We can see it more easily as follows.

The given condition implies $$g=g^{-1}, \forall g \in G$$ . Hence

$$ab= (ab)^{-1} = b^{-1}a^{-1}=ba \hspace{5pt} \blacksquare$$

- 5 years ago

Yes this is a good exercise but here is another one: let $$G$$ be a finite abelian group $$G$$ is cyclic $$\Longleftrightarrow |G| = ord(G)$$. $$ord(G) =$$ the least positive integer $$n$$ such that $$g \in G \Longrightarrow g^{n} = e$$.

- 5 years ago

Wait; for the extension problem (see below) the problem tells us that $$G$$ is cyclic, so the smallest $$g$$ such that $$g^n=e$$ would be $$2$$ right?

- 5 years ago

"The order of a group G, is the number of elements in G, which we denote by ∣G∣ like in set notation." This holds only if G is finite

- 5 years ago

Not necessarily. The post clearly gives examples of groups of infinite cardinality. A group is just like a set, but with a special metric on the set.

- 5 years ago

- 5 years ago

It says that

$g^{m+n} = g^mg^n = (g^m)^n,$

which isn't true. Apart from that, great post. :)

- 5 years ago

Tim, can you clarify what you mean? I do not see that equation written anywhere.

The only relevant statement that I see is the third box, which states that:

For any $$g \in G$$ and $$m, n \in \mathbb{Z}$$, then $$g^{m+n} = g^m g^n$$ and $$\left( g^m \right)^n =g^{mn}$$.

This is a correct statement, and different from what you quoted.

Staff - 5 years ago

At the time I posted my comment, it said

For any $$g \in G$$ and $$m,n \in \mathbb{Z}$$, then $$g^{m+n} = g^mg^n = (g^m)^n$$ and $$\left( g^m \right)^n = g^{mn}$$.

I remember the strange height difference of the exponents, due to the use of normal brackets as opposed to \left( and \right).

- 5 years ago

## GOALS
1. Reproduce the part of the group theory thread that opens with the words containing "For any $$g \in G$$ and $$m, n" and closes with "to \left( and \right).", substituting "parentheses" for "brackets".
2. Condense the paragraph of the group theory thread beginning "Yes this is a good exercise" into a short bulleted list that keeps its main facts.

(Entries from a pointing dataset)
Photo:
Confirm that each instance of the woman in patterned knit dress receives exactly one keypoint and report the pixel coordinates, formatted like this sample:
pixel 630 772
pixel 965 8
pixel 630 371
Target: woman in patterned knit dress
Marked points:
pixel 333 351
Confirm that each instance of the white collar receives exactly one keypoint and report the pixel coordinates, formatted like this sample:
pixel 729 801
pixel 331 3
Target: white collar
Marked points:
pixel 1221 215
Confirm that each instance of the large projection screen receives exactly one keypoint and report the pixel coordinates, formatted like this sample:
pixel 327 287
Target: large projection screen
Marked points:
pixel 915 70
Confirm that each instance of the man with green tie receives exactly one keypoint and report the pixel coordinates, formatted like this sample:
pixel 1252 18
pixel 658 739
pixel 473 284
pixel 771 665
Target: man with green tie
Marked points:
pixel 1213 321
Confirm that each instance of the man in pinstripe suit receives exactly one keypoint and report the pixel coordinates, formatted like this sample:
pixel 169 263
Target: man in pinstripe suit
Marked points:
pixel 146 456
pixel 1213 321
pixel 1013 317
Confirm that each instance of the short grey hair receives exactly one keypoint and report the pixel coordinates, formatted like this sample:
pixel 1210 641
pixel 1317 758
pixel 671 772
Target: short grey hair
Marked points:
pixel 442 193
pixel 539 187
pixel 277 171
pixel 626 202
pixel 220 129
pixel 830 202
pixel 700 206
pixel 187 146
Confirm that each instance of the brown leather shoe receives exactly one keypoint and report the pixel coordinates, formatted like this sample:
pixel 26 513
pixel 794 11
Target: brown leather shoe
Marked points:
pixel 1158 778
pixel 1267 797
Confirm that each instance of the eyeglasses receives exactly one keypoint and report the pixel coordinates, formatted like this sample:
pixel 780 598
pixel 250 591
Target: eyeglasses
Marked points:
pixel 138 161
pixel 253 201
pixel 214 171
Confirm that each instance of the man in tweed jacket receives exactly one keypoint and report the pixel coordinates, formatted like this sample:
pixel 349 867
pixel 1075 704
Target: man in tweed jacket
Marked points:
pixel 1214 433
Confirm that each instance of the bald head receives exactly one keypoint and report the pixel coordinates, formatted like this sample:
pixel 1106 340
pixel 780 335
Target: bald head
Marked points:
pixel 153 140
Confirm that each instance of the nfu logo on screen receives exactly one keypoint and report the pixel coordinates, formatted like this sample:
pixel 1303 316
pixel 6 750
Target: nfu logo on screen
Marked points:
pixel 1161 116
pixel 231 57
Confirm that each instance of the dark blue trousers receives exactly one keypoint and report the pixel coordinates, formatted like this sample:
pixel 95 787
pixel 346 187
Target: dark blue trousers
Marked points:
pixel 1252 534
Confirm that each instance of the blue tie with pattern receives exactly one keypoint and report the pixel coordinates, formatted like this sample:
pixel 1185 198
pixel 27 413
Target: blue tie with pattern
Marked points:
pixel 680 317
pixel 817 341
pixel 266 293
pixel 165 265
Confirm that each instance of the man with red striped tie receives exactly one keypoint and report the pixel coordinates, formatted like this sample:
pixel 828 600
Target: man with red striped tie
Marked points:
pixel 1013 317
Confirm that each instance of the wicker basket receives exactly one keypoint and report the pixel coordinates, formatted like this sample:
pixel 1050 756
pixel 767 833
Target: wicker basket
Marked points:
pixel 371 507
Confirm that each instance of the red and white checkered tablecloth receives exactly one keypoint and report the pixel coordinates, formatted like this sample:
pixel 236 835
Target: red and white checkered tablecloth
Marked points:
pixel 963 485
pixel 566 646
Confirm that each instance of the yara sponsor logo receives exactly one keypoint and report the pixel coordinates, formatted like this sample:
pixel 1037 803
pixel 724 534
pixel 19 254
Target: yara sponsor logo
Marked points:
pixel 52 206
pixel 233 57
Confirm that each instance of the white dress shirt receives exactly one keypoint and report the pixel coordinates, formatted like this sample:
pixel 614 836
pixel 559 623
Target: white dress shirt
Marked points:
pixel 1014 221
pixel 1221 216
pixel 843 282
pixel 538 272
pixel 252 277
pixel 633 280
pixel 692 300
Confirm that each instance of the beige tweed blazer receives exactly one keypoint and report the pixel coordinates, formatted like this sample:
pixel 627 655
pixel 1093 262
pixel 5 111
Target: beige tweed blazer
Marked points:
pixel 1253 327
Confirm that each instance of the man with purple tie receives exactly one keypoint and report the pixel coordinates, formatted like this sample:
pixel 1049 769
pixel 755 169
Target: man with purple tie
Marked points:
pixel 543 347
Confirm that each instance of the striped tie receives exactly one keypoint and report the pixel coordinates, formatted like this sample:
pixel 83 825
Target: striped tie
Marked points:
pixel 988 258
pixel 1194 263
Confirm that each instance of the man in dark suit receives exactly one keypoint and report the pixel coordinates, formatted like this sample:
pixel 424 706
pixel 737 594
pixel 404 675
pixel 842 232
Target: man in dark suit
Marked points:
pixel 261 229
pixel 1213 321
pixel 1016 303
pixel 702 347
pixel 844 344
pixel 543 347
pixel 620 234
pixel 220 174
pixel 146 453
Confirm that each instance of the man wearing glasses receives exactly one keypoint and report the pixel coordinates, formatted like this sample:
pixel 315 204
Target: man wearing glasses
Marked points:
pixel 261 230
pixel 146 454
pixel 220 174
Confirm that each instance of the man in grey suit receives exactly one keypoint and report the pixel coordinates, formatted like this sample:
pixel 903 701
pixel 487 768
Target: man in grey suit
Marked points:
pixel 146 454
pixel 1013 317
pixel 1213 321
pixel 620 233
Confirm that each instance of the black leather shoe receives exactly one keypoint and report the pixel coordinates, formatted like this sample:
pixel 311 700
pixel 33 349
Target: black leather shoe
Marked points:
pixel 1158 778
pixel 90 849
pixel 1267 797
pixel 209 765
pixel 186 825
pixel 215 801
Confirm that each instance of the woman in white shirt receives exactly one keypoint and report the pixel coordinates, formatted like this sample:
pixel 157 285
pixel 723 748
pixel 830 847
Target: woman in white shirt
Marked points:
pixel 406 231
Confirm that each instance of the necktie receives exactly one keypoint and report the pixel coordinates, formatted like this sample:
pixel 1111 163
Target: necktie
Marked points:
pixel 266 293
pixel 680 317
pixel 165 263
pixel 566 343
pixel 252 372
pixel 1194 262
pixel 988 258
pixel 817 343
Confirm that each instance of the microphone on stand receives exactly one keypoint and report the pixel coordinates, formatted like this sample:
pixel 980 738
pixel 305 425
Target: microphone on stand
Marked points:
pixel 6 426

## RESPONSES IN ORDER
1.
For any $$g \in G$$ and $$m, n \in \mathbb{Z}$$, then $$g^{m+n} = g^m g^n$$ and $$\left( g^m \right)^n =g^{mn}$$.

This is a correct statement, and different from what you quoted.

Staff - 5 years ago

At the time I posted my comment, it said

For any $$g \in G$$ and $$m,n \in \mathbb{Z}$$, then $$g^{m+n} = g^mg^n = (g^m)^n$$ and $$\left( g^m \right)^n = g^{mn}$$.

I remember the strange height difference of the exponents, due to the use of normal parentheses as opposed to \left( and \right).

2.
- Another exercise is proposed.
- Let $$G$$ be a finite abelian group. Then $$G$$ is cyclic if and only if $$|G| = ord(G)$$.
- $$ord(G)$$ is the least positive integer $$n$$ such that $$g^{n} = e$$ for every $$g \in G$$.